[Stored entries]
──────
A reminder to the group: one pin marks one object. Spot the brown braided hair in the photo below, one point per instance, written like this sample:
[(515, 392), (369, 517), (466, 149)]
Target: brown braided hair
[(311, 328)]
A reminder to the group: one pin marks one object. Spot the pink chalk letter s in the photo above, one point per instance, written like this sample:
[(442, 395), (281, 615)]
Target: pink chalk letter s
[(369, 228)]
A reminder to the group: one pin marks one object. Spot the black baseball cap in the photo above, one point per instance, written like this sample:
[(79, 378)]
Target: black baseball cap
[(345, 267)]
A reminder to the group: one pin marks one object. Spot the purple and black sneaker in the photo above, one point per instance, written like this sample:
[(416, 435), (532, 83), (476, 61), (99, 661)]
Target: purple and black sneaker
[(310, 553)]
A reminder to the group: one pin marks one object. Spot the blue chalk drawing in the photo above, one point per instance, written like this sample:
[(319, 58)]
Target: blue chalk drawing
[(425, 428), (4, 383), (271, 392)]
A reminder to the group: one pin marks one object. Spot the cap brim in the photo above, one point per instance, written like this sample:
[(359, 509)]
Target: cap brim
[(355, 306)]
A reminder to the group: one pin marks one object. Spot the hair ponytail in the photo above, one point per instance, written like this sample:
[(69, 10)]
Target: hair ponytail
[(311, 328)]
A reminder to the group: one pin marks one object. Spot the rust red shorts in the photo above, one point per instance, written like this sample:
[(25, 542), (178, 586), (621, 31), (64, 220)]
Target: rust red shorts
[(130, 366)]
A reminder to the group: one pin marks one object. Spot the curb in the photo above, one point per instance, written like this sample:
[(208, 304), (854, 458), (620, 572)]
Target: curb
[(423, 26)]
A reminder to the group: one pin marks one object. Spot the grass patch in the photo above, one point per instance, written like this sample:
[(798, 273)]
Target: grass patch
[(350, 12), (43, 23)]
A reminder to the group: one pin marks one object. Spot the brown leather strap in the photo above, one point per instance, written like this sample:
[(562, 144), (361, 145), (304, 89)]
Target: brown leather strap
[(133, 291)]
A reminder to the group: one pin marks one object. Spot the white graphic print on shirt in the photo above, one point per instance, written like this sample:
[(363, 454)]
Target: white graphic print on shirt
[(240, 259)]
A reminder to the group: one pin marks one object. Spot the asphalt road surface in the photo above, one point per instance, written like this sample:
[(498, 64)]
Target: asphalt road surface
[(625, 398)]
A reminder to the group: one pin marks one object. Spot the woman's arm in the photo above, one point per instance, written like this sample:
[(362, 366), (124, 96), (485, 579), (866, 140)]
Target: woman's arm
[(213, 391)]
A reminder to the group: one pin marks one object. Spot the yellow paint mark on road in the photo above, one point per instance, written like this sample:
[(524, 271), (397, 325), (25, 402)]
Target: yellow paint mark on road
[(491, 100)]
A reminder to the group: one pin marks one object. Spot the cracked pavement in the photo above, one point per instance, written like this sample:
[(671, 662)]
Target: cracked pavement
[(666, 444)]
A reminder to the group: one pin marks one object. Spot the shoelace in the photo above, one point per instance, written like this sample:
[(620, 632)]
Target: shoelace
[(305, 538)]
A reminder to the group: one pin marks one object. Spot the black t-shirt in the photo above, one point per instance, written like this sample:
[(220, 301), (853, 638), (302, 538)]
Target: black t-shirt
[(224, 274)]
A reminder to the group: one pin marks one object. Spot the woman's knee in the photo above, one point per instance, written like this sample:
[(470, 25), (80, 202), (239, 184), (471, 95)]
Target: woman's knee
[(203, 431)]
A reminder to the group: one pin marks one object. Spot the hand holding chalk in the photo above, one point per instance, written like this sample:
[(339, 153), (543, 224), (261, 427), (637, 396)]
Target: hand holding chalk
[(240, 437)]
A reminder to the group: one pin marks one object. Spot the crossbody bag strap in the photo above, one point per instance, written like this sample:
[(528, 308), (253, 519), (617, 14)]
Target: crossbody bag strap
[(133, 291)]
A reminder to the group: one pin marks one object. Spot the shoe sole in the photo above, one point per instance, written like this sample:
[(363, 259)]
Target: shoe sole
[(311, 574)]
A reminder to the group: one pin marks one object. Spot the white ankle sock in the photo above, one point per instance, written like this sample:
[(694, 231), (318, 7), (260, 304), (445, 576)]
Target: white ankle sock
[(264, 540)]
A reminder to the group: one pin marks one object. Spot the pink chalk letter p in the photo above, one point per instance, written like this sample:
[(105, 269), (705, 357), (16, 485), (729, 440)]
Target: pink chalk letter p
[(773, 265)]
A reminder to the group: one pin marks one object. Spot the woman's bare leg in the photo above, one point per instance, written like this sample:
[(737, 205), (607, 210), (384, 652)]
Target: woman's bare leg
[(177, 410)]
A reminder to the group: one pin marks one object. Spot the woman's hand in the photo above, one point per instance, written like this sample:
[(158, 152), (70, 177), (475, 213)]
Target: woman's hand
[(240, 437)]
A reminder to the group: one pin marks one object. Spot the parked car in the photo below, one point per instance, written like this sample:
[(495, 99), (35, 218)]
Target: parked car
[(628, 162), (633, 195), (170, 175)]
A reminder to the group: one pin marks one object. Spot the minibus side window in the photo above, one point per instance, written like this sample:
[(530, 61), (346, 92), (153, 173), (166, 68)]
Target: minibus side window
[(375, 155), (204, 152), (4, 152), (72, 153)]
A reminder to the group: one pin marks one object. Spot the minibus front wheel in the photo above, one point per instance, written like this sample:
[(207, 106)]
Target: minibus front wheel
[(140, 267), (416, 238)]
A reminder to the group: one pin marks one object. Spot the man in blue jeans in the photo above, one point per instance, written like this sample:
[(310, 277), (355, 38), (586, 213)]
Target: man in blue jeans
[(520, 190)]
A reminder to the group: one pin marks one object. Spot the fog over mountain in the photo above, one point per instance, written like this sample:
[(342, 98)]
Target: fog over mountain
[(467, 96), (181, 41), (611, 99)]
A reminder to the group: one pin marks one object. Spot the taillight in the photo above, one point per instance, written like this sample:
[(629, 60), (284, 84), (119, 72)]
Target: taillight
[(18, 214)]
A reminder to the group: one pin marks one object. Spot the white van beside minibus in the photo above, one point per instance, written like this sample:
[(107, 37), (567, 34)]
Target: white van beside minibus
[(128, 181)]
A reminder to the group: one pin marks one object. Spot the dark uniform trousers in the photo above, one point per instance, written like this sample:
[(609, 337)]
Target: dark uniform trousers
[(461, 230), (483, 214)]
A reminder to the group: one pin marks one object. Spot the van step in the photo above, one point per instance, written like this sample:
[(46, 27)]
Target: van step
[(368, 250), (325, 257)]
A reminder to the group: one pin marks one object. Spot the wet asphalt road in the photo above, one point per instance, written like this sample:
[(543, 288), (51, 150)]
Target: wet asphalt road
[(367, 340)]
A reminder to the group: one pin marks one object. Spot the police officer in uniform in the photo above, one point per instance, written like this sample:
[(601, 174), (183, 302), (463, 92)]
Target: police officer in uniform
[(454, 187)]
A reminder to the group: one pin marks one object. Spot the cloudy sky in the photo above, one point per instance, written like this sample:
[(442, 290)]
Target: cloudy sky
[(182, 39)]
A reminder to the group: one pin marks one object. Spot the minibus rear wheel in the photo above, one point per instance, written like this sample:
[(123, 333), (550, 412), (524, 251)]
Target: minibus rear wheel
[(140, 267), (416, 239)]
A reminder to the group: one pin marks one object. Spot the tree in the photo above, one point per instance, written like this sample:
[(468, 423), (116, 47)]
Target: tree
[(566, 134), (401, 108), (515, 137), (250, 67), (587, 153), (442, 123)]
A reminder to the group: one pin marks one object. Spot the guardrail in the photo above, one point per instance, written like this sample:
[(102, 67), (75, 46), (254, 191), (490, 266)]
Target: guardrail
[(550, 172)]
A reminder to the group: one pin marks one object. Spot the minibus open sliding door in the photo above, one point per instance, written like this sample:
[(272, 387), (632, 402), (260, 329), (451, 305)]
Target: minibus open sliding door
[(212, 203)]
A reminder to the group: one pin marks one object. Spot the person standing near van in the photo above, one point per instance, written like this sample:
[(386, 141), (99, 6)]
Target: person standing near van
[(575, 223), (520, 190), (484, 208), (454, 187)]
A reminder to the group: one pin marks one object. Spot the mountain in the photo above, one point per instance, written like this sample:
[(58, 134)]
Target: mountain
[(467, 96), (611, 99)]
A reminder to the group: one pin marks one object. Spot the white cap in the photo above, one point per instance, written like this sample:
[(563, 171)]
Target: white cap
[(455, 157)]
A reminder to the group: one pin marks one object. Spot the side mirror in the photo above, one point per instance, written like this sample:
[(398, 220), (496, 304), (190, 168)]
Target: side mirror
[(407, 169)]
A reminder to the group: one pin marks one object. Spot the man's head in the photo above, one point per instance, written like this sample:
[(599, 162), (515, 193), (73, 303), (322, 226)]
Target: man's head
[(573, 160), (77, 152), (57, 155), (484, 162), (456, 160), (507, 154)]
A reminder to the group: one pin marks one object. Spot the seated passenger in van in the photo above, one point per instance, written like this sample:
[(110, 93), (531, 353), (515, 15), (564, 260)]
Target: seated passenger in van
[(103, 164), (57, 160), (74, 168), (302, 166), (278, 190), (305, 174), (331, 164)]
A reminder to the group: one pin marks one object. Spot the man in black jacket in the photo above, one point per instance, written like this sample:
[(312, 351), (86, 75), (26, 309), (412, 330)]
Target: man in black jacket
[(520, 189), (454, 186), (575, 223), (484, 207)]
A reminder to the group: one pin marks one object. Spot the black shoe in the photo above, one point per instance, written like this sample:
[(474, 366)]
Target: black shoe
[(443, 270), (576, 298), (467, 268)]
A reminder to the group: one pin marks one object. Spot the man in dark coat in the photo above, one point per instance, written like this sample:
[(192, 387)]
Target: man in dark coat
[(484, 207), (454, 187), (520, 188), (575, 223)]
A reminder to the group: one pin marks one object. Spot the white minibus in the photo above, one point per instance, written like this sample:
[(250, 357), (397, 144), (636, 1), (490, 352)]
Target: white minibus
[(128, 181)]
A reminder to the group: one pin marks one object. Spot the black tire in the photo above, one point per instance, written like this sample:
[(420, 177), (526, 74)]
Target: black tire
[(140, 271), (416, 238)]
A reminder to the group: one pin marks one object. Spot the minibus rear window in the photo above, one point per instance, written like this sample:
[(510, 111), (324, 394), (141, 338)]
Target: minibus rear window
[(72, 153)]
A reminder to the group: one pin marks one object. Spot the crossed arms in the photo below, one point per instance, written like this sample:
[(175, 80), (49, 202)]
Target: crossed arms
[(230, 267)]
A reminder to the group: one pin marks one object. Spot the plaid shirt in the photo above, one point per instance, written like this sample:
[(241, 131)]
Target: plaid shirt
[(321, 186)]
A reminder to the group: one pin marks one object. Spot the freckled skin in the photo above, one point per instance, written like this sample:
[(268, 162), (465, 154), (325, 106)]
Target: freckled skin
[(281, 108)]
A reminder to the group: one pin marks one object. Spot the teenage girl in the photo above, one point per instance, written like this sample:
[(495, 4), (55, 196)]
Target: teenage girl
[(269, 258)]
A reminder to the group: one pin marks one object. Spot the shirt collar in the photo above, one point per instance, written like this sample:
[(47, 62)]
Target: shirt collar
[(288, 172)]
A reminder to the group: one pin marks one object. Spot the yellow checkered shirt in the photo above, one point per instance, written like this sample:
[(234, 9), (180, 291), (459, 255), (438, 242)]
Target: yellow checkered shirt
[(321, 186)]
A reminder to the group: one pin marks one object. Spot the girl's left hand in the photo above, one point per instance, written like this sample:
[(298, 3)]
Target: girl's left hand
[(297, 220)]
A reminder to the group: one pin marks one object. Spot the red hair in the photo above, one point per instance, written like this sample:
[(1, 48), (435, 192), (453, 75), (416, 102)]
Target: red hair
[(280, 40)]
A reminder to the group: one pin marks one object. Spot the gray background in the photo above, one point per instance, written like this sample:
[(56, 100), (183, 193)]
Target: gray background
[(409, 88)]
──────
- WORK INSTRUCTIONS
Look at the records above. Copy every line where the string "below" occurs.

- OUTPUT OF THE TASK
A reminder to the group: one pin marks one object. Spot the brown braided hair in the photo below, one point per instance, written like this sample:
A reminder to the group: one pin marks one object. Spot the parked car in the photo below, one point per instance, written like this sample:
A reminder to the group: one pin marks one object. Spot the crossed arms in the photo below, one point per instance, written like this sample:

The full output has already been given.